How to truncate the time on a datetime object?

292,153

Solution 1

I think this is what you're looking for...

>>> import datetime
>>> dt = datetime.datetime.now()
>>> dt = dt.replace(hour=0, minute=0, second=0, microsecond=0) # Returns a copy
>>> dt
datetime.datetime(2011, 3, 29, 0, 0)

But if you really don't care about the time aspect of things, then you should really only be passing around date objects...

>>> d_truncated = datetime.date(dt.year, dt.month, dt.day)
>>> d_truncated
datetime.date(2011, 3, 29)

Solution 2

Use a date not a datetime if you dont care about the time.

>>> now = datetime.now()
>>> now.date()
datetime.date(2011, 3, 29)

You can update a datetime like this:

>>> now.replace(minute=0, hour=0, second=0, microsecond=0)
datetime.datetime(2011, 3, 29, 0, 0)

Solution 3

Four years later: another way, avoiding replace

I know the accepted answer from four years ago works, but this seems a tad lighter than using replace:

dt = datetime.date.today()
dt = datetime.datetime(dt.year, dt.month, dt.day)

Notes

  • When you create a datetime object without passing time properties to the constructor, you get midnight.
  • As others have noted, this assumes you want a datetime object for later use with timedeltas.
  • You can, of course, substitute this for the first line: dt = datetime.datetime.now()

**Requirements**
1. In the datetime truncation text, restate more briefly the paragraph that begins "But if you really don't care about the time aspect".
2. Return everything in the datetime truncation text from "But if you really" down to "now = datetime.now()", copied word for word.
3. Take the datetime truncation text further, picking up after its final line.

**Data extract**
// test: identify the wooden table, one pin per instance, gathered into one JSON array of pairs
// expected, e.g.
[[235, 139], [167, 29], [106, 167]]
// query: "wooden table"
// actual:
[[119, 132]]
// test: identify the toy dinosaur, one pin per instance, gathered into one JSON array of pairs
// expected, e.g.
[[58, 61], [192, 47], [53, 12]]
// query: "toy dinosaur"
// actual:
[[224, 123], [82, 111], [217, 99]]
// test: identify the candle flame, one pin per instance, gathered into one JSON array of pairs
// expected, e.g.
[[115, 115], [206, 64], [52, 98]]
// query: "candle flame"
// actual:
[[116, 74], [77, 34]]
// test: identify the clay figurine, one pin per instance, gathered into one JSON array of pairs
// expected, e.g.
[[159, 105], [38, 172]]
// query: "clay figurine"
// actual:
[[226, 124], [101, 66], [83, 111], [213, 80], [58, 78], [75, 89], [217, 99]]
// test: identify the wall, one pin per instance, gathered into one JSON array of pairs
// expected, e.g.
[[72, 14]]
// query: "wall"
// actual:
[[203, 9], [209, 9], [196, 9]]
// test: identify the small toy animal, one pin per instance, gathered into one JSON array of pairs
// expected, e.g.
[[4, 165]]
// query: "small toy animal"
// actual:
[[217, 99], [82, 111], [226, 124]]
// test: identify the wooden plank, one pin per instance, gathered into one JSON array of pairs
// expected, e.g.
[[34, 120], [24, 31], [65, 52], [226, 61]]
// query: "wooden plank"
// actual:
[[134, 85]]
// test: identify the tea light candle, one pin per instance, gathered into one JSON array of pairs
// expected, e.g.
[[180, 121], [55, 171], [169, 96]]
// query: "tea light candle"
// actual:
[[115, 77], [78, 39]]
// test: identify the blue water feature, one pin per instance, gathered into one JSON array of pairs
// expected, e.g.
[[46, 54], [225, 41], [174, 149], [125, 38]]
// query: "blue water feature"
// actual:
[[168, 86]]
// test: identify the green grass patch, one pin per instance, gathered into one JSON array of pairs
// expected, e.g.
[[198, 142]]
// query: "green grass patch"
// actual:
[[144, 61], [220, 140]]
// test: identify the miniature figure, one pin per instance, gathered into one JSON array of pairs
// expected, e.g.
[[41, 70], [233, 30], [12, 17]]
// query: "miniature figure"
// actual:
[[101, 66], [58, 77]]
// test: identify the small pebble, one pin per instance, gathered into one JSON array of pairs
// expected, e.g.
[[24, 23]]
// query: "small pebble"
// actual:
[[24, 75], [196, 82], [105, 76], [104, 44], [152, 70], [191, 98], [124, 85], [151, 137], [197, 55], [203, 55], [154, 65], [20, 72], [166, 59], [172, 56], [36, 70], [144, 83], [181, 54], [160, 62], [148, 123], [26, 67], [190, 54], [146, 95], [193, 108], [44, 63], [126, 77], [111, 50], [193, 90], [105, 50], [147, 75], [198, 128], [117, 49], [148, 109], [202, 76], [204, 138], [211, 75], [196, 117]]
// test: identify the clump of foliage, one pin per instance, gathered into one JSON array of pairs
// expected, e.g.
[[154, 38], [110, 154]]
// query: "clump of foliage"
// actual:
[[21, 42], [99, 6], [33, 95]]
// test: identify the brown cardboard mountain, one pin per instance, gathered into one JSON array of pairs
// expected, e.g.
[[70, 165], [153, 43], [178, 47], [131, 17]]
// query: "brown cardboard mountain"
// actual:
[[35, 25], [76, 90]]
==
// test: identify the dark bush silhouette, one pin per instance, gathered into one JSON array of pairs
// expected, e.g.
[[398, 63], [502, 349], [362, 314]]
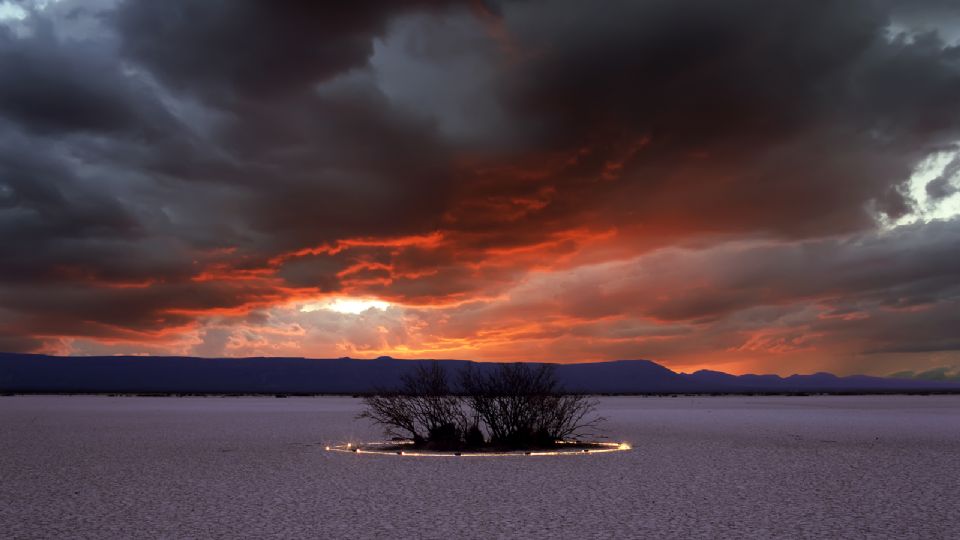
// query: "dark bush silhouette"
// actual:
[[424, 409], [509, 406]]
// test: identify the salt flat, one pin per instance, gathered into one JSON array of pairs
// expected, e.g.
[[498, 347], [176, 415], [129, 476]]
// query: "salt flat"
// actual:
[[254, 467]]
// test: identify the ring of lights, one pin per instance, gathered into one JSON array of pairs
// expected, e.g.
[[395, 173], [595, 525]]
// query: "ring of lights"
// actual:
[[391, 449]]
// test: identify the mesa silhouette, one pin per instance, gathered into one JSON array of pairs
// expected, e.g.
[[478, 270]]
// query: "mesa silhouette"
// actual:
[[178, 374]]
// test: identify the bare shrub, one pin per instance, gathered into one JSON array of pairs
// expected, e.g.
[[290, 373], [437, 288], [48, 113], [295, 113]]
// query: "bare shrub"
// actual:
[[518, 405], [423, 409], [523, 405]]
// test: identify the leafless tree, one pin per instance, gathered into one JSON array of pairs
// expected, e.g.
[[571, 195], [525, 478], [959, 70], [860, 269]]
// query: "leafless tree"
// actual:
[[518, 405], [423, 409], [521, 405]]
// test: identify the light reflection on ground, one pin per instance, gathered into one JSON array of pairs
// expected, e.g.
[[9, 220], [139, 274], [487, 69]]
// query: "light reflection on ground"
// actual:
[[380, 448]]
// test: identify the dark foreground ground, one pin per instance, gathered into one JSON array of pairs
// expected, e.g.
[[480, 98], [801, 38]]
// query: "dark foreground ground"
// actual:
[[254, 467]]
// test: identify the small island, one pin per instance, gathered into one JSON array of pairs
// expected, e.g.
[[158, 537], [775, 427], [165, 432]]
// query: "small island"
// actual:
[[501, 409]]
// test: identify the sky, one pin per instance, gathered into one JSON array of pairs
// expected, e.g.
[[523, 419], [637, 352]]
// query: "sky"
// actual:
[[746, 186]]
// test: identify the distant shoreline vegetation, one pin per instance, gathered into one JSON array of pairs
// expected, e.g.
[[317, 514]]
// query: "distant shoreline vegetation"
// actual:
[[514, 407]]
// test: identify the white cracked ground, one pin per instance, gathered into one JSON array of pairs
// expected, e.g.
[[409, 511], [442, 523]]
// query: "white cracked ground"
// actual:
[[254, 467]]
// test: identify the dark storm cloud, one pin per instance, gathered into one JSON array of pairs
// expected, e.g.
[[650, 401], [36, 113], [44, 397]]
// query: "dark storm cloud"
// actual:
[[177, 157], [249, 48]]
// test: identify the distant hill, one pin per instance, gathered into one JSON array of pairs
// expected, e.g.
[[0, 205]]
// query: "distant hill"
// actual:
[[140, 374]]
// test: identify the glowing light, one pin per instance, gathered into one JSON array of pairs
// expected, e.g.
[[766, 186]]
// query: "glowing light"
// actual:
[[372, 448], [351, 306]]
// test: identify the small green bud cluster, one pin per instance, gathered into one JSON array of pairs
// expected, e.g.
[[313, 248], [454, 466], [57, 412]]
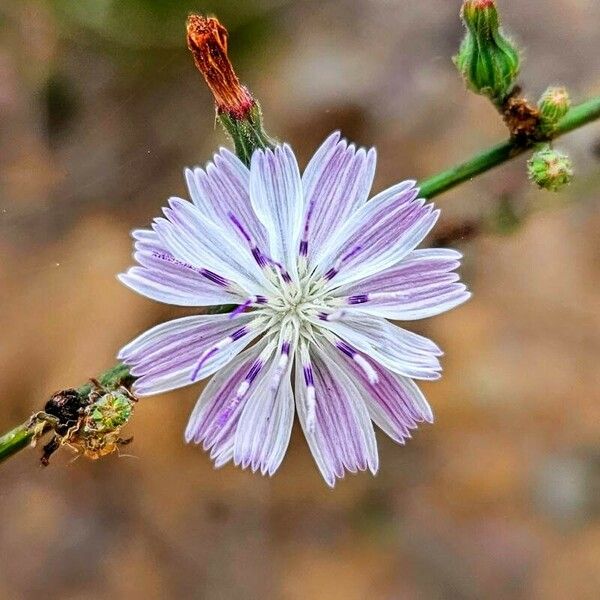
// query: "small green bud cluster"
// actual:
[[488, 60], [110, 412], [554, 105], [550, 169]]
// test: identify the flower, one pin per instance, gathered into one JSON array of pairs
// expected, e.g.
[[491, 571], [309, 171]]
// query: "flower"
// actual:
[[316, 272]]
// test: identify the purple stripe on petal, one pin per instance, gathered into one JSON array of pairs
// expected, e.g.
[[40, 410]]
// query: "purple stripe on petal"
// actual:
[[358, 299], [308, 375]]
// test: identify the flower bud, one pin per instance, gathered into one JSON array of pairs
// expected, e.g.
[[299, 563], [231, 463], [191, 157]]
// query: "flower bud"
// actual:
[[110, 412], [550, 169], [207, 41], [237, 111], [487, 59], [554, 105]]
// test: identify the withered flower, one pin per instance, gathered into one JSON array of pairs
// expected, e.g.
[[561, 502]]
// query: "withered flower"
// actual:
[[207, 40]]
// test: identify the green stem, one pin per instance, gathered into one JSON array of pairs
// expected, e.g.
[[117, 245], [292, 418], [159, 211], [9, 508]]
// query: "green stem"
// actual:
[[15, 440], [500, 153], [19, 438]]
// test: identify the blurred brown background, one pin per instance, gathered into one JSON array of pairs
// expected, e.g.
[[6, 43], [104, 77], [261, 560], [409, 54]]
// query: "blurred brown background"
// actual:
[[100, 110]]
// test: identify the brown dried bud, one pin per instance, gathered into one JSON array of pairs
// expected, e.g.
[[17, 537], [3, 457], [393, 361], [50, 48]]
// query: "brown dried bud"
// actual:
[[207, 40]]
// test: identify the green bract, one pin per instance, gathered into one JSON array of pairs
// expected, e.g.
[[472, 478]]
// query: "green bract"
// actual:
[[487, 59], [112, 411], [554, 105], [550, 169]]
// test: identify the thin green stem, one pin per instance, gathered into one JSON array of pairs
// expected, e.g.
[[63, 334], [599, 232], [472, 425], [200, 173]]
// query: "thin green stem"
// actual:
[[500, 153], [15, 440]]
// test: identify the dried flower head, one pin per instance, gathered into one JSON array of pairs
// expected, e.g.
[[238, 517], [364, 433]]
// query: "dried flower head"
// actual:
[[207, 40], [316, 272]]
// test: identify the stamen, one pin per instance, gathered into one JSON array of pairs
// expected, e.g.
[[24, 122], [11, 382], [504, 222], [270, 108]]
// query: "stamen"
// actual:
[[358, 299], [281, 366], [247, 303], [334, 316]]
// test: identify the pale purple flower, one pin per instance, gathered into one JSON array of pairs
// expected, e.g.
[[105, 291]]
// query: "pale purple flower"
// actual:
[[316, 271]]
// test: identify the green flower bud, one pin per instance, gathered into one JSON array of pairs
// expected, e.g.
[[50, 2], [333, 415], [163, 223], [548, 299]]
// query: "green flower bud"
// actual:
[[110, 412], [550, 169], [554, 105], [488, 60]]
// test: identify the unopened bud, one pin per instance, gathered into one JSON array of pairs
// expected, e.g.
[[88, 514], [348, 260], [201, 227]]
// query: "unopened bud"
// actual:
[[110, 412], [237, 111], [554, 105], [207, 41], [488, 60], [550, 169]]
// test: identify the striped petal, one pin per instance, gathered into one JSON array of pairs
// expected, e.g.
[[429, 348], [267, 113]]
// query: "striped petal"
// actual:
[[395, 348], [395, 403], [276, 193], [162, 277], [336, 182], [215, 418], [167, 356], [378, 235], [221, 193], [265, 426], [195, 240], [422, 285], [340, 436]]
...
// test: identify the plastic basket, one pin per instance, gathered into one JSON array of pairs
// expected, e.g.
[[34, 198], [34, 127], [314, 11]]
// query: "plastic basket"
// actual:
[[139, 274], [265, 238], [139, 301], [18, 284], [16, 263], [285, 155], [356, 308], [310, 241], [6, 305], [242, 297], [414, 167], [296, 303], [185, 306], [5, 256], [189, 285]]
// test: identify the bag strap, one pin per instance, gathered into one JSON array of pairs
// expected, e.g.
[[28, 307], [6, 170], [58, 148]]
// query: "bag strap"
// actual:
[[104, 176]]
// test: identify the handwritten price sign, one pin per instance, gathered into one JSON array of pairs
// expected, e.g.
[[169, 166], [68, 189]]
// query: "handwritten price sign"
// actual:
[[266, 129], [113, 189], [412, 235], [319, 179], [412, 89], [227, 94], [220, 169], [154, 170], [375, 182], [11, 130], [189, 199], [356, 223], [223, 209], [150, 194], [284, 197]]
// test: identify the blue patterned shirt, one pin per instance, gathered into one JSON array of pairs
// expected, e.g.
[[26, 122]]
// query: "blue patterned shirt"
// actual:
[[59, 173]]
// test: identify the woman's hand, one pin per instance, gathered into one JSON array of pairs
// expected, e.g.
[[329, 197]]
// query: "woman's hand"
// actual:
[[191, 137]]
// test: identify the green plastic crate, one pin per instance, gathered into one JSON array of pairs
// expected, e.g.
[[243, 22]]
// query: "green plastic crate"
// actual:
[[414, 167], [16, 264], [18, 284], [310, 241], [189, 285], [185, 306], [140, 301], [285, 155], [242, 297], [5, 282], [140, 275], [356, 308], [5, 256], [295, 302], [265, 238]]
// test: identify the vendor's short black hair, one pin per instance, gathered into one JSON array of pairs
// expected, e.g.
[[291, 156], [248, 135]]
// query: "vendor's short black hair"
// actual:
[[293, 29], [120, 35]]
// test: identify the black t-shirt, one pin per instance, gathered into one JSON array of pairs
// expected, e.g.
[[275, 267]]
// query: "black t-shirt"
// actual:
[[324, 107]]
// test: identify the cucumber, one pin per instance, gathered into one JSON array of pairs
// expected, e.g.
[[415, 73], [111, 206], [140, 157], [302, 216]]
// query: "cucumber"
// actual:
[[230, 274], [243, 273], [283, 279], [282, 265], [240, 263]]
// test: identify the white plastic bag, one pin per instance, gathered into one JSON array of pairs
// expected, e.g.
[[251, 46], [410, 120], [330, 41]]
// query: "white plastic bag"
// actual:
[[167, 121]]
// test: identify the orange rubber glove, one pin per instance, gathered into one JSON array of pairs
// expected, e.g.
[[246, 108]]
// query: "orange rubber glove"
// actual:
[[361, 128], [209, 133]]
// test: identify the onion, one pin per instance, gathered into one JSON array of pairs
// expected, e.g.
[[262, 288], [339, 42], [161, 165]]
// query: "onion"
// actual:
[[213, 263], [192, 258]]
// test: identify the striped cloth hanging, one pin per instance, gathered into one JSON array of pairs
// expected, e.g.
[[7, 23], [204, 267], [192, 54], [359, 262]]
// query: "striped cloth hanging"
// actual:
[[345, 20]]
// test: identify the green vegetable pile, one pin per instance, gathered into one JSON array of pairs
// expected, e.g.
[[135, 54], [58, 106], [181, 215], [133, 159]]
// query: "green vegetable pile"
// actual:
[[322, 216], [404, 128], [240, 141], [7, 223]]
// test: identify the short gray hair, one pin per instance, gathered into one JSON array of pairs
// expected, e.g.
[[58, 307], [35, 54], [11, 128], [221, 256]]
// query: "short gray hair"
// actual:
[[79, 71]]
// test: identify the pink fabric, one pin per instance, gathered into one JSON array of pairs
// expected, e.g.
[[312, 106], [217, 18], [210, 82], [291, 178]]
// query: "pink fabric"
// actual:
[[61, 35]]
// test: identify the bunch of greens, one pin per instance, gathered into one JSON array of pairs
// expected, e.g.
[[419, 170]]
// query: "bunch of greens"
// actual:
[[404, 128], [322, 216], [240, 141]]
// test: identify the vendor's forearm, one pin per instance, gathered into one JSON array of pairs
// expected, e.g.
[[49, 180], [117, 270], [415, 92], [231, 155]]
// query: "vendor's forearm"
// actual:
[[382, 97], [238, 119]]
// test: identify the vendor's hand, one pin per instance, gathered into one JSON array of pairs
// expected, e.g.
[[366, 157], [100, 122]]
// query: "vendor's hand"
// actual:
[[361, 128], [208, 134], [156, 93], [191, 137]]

**Response list**
1. If the time is irrelevant, pass around only date objects.

2.
But if you really don't care about the time aspect of things, then you should really only be passing around date objects...

>>> d_truncated = datetime.date(dt.year, dt.month, dt.day)
>>> d_truncated
datetime.date(2011, 3, 29)

Solution 2

Use a date not a datetime if you dont care about the time.

>>> now = datetime.now()

3.
Solution 4

You cannot truncate a datetime object because it is immutable.

However, here is one way to construct a new datetime with 0 hour, minute, second, and microsecond fields, without throwing away the original date or tzinfo:

newdatetime = now.replace(hour=0, minute=0, second=0, microsecond=0)

Solution 5

To get a midnight corresponding to a given datetime object, you could use datetime.combine() method:

>>> from datetime import datetime, time
>>> dt = datetime.utcnow()
>>> dt.date()
datetime.date(2015, 2, 3)
>>> datetime.combine(dt, time.min)
datetime.datetime(2015, 2, 3, 0, 0)

The advantage compared to the .replace() method is that datetime.combine()-based solution will continue to work even if datetime module introduces the nanoseconds support.

tzinfo can be preserved if necessary but the utc offset may be different at midnight e.g., due to a DST transition and therefore a naive solution (setting tzinfo time attribute) may fail. See How do I get the UTC time of “midnight” for a given timezone?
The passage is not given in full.